> _Exercise aim_: Each record below needs to be set down again exactly.

Data for this exercise Block Start

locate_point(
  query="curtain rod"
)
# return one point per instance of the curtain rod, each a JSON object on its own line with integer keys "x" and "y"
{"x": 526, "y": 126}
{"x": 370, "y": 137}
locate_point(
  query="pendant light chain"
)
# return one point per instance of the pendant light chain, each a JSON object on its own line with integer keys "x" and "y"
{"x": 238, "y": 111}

Data for this exercise Block End

> _Result_:
locate_point(
  query="curtain rod"
)
# return one point per instance of the curtain rod, each a JSON object on its own line with integer keys "x" and "y"
{"x": 526, "y": 126}
{"x": 370, "y": 137}
locate_point(
  query="pendant light chain"
)
# return one point per instance of the pendant light chain, each a JSON object on its own line with integer keys "x" and "y"
{"x": 238, "y": 111}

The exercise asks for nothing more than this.